▶ [The task] Print only the line with "mark: the orange poster board" and the lines after it, ending with the last line of the material, each exactly as it stands.

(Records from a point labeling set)
..........
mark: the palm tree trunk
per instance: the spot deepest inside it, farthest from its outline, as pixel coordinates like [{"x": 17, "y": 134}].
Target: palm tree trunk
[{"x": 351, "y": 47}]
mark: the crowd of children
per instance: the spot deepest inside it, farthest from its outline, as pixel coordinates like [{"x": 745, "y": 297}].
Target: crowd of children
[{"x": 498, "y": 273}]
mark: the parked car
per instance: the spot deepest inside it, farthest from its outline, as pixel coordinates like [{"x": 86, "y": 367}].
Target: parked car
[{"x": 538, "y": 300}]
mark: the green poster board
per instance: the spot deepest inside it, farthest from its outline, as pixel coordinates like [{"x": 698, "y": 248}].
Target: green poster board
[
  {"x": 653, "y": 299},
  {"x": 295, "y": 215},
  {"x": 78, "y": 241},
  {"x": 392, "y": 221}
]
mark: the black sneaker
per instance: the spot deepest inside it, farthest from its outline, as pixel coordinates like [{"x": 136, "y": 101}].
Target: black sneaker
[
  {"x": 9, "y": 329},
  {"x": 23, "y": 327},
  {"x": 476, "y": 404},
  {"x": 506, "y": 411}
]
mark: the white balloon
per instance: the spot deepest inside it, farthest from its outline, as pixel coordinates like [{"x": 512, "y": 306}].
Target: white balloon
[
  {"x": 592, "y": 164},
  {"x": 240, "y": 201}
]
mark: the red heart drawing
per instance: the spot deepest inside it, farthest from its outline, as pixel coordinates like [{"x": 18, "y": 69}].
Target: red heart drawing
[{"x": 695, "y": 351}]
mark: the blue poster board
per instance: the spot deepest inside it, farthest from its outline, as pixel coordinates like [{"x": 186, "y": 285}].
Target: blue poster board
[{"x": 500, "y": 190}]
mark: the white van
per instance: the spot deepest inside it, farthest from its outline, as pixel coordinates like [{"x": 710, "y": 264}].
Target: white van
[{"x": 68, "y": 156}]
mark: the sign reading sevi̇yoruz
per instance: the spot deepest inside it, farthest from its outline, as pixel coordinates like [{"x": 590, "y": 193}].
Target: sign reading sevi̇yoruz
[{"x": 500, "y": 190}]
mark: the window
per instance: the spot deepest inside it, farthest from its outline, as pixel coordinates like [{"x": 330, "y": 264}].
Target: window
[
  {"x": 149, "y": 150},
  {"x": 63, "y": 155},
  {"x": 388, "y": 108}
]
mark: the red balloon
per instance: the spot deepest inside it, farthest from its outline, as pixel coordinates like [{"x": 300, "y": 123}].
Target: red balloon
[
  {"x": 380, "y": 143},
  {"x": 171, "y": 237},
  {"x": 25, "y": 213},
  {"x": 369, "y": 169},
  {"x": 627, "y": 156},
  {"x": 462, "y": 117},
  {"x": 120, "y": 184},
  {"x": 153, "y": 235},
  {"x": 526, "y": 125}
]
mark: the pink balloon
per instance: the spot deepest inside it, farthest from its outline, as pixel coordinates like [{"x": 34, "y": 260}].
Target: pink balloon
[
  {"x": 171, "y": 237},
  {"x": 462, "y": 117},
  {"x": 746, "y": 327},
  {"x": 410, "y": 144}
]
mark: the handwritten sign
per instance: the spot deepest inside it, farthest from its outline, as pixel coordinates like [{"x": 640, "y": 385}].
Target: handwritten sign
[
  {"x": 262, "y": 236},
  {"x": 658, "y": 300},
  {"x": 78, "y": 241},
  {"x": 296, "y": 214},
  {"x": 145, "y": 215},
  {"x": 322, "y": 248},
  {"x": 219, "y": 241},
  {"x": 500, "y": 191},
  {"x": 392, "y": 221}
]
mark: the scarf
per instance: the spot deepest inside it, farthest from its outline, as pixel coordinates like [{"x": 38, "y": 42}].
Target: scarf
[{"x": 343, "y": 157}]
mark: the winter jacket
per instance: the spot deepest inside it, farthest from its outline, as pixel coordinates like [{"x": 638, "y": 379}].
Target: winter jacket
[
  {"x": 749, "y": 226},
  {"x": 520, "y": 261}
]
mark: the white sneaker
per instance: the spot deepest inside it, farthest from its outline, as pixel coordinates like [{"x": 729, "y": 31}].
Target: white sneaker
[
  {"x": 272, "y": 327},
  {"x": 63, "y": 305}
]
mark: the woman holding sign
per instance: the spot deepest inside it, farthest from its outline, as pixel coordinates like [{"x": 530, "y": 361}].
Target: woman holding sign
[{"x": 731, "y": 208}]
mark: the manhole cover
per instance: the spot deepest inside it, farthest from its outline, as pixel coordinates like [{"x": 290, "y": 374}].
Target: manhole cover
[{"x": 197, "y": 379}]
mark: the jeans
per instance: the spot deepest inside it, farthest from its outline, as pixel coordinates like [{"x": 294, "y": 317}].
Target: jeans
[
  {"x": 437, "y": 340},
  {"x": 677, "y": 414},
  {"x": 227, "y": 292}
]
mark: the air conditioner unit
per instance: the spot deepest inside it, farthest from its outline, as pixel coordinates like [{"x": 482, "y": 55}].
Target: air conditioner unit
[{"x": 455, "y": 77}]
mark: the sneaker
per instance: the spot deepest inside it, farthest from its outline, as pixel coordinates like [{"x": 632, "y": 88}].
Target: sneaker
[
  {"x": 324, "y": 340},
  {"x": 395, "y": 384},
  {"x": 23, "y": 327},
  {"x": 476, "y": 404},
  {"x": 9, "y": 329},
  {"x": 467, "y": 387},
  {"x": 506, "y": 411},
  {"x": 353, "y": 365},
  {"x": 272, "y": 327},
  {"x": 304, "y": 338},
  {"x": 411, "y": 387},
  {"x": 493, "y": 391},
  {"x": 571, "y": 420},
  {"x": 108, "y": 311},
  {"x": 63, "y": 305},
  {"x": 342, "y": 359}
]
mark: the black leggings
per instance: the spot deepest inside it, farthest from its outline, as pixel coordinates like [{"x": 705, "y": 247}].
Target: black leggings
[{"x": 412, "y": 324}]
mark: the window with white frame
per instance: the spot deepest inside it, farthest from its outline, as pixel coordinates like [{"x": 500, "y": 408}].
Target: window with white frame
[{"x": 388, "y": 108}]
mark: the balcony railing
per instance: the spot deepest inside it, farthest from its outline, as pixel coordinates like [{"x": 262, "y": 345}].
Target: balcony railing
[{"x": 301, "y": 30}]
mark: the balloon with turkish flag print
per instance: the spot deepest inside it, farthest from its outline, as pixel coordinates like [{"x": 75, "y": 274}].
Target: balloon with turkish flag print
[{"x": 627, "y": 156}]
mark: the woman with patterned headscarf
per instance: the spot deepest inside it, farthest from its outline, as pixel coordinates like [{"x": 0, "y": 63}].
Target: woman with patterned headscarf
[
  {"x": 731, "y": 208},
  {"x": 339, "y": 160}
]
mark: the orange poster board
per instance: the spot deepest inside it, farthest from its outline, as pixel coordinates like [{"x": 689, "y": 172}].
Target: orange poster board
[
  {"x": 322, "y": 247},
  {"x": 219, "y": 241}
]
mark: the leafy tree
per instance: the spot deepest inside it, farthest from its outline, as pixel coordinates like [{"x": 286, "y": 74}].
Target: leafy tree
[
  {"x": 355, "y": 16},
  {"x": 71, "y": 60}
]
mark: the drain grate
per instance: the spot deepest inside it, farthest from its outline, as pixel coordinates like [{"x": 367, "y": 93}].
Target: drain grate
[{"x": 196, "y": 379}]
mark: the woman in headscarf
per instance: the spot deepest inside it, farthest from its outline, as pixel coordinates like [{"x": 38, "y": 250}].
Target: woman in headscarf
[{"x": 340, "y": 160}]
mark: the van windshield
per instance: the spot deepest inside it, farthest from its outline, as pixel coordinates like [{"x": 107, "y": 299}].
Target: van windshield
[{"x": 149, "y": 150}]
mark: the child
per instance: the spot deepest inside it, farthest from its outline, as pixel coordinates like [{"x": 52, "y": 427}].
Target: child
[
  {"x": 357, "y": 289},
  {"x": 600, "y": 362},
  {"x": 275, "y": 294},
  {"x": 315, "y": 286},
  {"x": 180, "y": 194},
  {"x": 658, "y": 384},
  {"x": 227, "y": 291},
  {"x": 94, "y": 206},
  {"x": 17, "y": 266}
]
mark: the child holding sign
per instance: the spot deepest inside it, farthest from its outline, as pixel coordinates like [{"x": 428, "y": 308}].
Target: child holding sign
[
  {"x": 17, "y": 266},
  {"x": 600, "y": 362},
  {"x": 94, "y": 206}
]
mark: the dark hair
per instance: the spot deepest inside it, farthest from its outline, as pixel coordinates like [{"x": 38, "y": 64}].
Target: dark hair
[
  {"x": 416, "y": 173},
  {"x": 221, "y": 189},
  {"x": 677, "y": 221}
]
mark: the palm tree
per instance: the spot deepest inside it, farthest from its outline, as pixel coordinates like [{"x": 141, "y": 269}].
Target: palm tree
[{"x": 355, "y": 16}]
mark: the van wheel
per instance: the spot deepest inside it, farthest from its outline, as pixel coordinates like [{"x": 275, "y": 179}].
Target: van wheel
..........
▶ [Written response]
mark: the orange poster board
per instance: the spot deepest inside it, farthest from its outline, as pixel coordinates like [{"x": 689, "y": 172}].
Target: orange poster board
[
  {"x": 322, "y": 247},
  {"x": 219, "y": 241}
]
mark: the leafy tree
per instance: the spot deepest inside it, farthest from its outline, as pixel coordinates like [{"x": 286, "y": 74}].
Target: leafy tree
[
  {"x": 355, "y": 16},
  {"x": 71, "y": 60}
]
mark: the drain grate
per instance: the spot deepest inside it, farthest from its outline, as pixel coordinates like [{"x": 367, "y": 93}].
Target: drain grate
[{"x": 196, "y": 379}]
mark: the woman in headscarf
per instance: the spot deepest inside it, farthest from its outline, as pixel coordinates like [{"x": 38, "y": 250}].
Target: woman in headscarf
[{"x": 340, "y": 160}]
mark: the van windshield
per instance: the spot deepest inside it, farthest from its outline, as pixel coordinates like [{"x": 107, "y": 299}].
Target: van windshield
[{"x": 149, "y": 150}]
mark: the child
per instance: the spot deepest inside it, farthest from its outline, as pixel coordinates like [{"x": 52, "y": 427}].
Target: child
[
  {"x": 357, "y": 289},
  {"x": 600, "y": 362},
  {"x": 275, "y": 294},
  {"x": 315, "y": 286},
  {"x": 180, "y": 194},
  {"x": 658, "y": 384},
  {"x": 227, "y": 291},
  {"x": 94, "y": 206},
  {"x": 17, "y": 266}
]
mark: the child holding sign
per instance: the spot deepest inside it, farthest from its outline, as pixel coordinates like [{"x": 428, "y": 308}].
Target: child holding sign
[
  {"x": 17, "y": 266},
  {"x": 600, "y": 362},
  {"x": 94, "y": 206}
]
mark: the dark hair
per instance: the spot deepest inside it, farthest from its outline, as pixel coordinates like [{"x": 38, "y": 64}].
Target: dark hair
[
  {"x": 416, "y": 173},
  {"x": 221, "y": 189},
  {"x": 677, "y": 221}
]
mark: the palm tree
per instance: the spot deepest inside it, farthest from its outline, as pixel coordinates like [{"x": 141, "y": 269}].
Target: palm tree
[{"x": 355, "y": 16}]
mark: the van wheel
per instance: the spot deepest inside it, farthest from its outline, as pixel coordinates like [{"x": 275, "y": 179}].
Target: van wheel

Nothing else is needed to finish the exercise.